## Exercise description
Reproduce the material below, swapping every occurrence of "farthest from its outline" for "most distant from its edge" and leaving all else unchanged.
##### Information given #####
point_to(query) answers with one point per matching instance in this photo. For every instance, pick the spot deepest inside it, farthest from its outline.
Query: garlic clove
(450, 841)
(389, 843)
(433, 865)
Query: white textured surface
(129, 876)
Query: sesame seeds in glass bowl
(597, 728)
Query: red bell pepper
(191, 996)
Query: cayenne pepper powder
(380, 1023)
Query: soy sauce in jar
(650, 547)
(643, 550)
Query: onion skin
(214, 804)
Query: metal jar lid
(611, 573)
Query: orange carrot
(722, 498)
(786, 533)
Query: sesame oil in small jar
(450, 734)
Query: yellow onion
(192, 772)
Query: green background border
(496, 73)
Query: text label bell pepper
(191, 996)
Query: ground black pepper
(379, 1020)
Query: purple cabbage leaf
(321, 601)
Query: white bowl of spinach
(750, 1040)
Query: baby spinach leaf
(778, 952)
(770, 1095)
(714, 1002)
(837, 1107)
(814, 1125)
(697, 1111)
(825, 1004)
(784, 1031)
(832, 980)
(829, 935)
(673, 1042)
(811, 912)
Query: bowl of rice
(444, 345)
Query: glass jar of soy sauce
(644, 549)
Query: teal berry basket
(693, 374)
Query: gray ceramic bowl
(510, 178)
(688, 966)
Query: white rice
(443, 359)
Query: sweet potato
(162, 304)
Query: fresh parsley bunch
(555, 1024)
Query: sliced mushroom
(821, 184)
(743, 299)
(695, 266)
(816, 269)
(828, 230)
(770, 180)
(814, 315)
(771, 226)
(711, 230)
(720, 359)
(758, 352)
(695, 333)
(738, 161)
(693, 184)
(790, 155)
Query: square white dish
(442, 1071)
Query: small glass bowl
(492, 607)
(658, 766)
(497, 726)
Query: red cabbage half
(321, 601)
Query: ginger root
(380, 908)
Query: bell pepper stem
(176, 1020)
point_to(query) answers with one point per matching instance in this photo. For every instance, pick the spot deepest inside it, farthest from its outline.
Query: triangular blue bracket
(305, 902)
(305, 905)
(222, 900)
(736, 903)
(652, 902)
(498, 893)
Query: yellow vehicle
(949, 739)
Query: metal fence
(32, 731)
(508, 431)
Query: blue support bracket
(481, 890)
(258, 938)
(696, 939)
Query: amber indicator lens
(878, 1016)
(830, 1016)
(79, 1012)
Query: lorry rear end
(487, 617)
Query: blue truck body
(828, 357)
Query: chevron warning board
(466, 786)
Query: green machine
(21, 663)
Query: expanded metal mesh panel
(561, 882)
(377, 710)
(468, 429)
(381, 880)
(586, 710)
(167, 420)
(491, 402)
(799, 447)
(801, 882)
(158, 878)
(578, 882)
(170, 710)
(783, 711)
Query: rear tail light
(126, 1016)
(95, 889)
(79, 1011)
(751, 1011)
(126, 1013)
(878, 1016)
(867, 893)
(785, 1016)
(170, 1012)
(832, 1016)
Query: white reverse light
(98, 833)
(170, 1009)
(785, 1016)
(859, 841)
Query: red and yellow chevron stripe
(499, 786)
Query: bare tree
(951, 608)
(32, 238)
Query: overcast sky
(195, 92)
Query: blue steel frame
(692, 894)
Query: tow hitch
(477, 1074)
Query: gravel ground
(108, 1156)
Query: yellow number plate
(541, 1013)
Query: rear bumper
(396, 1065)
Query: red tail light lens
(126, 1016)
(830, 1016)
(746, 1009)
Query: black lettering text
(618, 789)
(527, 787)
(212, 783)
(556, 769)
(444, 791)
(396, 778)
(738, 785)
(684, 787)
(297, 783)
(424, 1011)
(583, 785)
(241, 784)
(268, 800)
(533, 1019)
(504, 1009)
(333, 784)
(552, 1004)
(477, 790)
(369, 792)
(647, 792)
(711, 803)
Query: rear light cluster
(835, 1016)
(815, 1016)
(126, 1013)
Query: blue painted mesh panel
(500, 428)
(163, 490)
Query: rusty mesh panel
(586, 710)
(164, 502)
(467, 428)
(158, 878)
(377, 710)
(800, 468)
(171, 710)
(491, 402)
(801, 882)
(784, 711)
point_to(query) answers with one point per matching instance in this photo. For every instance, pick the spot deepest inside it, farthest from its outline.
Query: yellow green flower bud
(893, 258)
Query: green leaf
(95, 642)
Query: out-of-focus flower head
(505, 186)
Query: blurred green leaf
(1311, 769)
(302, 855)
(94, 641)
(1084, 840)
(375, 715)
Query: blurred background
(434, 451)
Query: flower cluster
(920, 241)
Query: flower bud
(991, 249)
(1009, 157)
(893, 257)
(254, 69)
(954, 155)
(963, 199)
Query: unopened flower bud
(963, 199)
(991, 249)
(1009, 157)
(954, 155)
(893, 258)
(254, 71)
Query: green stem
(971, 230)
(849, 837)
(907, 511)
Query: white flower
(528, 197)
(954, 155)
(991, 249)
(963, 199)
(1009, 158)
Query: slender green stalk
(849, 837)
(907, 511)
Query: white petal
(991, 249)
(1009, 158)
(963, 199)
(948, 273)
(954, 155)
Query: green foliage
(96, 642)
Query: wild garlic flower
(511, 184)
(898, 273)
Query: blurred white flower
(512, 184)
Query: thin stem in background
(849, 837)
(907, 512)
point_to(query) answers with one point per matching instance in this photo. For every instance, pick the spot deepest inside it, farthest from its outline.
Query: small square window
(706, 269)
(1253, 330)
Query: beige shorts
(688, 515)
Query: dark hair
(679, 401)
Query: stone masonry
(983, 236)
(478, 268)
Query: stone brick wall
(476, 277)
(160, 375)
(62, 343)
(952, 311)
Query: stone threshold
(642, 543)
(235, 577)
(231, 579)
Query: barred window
#####
## Solution to this problem
point_to(query) answers with one point per matching instance in this photo. For every instance, pick the spot deepest inside it, most distant from its edge.
Query: garlic clove
(450, 841)
(389, 843)
(433, 865)
Query: white textured surface
(129, 876)
Query: sesame seeds in glass bowl
(597, 728)
Query: red bell pepper
(191, 996)
Query: cayenne pepper powder
(380, 1023)
Query: soy sauce in jar
(650, 547)
(643, 550)
Query: onion skin
(214, 804)
Query: metal jar lid
(611, 573)
Query: orange carrot
(722, 498)
(786, 533)
Query: sesame oil in small jar
(450, 734)
Query: yellow onion
(192, 772)
Query: green background border
(496, 73)
Query: text label bell pepper
(191, 996)
Query: ground black pepper
(379, 1020)
Query: purple cabbage leaf
(321, 601)
Query: white bowl of spinach
(750, 1040)
Query: baby spinach leaf
(778, 952)
(770, 1095)
(714, 1002)
(837, 1107)
(814, 1125)
(697, 1111)
(825, 1004)
(784, 1031)
(832, 980)
(829, 935)
(673, 1042)
(811, 912)
Query: bowl of rice
(444, 345)
Query: glass jar of soy sauce
(644, 549)
Query: teal berry basket
(693, 374)
Query: gray ceramic bowl
(510, 178)
(688, 966)
Query: white rice
(443, 359)
Query: sweet potato
(162, 304)
Query: fresh parsley bunch
(555, 1024)
Query: sliced mushroom
(821, 184)
(743, 299)
(695, 266)
(816, 269)
(828, 230)
(770, 180)
(814, 315)
(771, 226)
(711, 230)
(720, 359)
(758, 352)
(695, 333)
(738, 161)
(693, 184)
(790, 155)
Query: square white dish
(442, 1071)
Query: small glass bowl
(492, 607)
(658, 766)
(497, 726)
Query: red cabbage half
(321, 601)
Query: ginger root
(380, 908)
Query: bell pepper stem
(176, 1020)
point_to(query) answers with one point per matching instance in this photo. For every instance, pick the spot deepest inside it, most distant from its edge.
Query: triangular blue bracket
(305, 902)
(305, 905)
(222, 900)
(736, 903)
(652, 902)
(498, 893)
Query: yellow vehicle
(949, 739)
Query: metal fence
(32, 731)
(508, 431)
Query: blue support bracket
(481, 890)
(258, 938)
(696, 939)
Query: amber indicator lens
(878, 1016)
(830, 1016)
(79, 1012)
Query: lorry rear end
(487, 617)
Query: blue truck body
(828, 357)
Query: chevron warning board
(466, 786)
Query: green machine
(21, 663)
Query: expanded metal mesh panel
(561, 882)
(377, 710)
(468, 429)
(381, 880)
(586, 710)
(167, 420)
(491, 402)
(799, 447)
(801, 882)
(158, 878)
(578, 882)
(170, 710)
(783, 711)
Query: rear tail light
(126, 1016)
(95, 889)
(79, 1011)
(751, 1011)
(126, 1013)
(878, 1016)
(867, 893)
(785, 1016)
(170, 1012)
(832, 1016)
Query: white reverse light
(98, 833)
(170, 1009)
(785, 1016)
(859, 841)
Query: red and yellow chevron stripe
(499, 786)
Query: bare tree
(951, 608)
(32, 238)
Query: overcast sky
(195, 92)
Query: blue steel frame
(692, 894)
Query: tow hitch
(477, 1074)
Query: gravel ground
(108, 1156)
Query: yellow number plate
(541, 1013)
Query: rear bumper
(396, 1065)
Query: red tail light lens
(126, 1016)
(830, 1016)
(746, 1009)
Query: black lettering text
(618, 789)
(527, 787)
(212, 783)
(556, 769)
(444, 791)
(396, 778)
(738, 785)
(684, 787)
(297, 783)
(424, 1011)
(583, 785)
(241, 784)
(268, 800)
(533, 1019)
(504, 1009)
(333, 784)
(552, 1004)
(477, 790)
(369, 792)
(647, 792)
(711, 803)
Query: rear light cluster
(835, 1016)
(815, 1016)
(126, 1013)
Query: blue painted mesh panel
(500, 428)
(163, 490)
Query: rusty mesh panel
(586, 710)
(164, 502)
(467, 428)
(158, 878)
(377, 710)
(800, 468)
(171, 710)
(491, 402)
(801, 882)
(784, 711)
point_to(query) answers with one point per matching instance in this photo. For every instance, pick the spot deepest inside it, most distant from its edge.
Query: yellow green flower bud
(893, 258)
Query: green leaf
(95, 642)
Query: out-of-focus flower head
(505, 186)
Query: blurred green leaf
(1311, 769)
(302, 855)
(94, 641)
(1084, 840)
(375, 715)
Query: blurred background
(434, 451)
Query: flower cluster
(920, 241)
Query: flower bud
(991, 249)
(1009, 157)
(893, 257)
(254, 69)
(954, 155)
(963, 199)
Query: unopened flower bud
(963, 199)
(991, 249)
(1009, 157)
(954, 155)
(893, 258)
(254, 71)
Query: green stem
(971, 230)
(849, 837)
(907, 511)
Query: white flower
(528, 197)
(954, 155)
(991, 249)
(963, 199)
(1009, 158)
Query: slender green stalk
(849, 837)
(907, 511)
Query: white petal
(991, 249)
(1009, 158)
(963, 199)
(948, 273)
(954, 155)
Query: green foliage
(96, 642)
Query: wild garlic flower
(511, 184)
(898, 273)
Query: blurred white flower
(512, 184)
Query: thin stem in background
(849, 837)
(907, 512)
point_to(query) answers with one point per matching instance in this photo. For every instance, pick the spot deepest inside it, most distant from its edge.
Query: small square window
(706, 269)
(1253, 330)
Query: beige shorts
(688, 515)
Query: dark hair
(679, 401)
Query: stone masonry
(983, 236)
(478, 268)
Query: stone brick wall
(476, 277)
(160, 375)
(62, 343)
(952, 311)
Query: stone threshold
(642, 543)
(235, 577)
(231, 579)
Query: barred window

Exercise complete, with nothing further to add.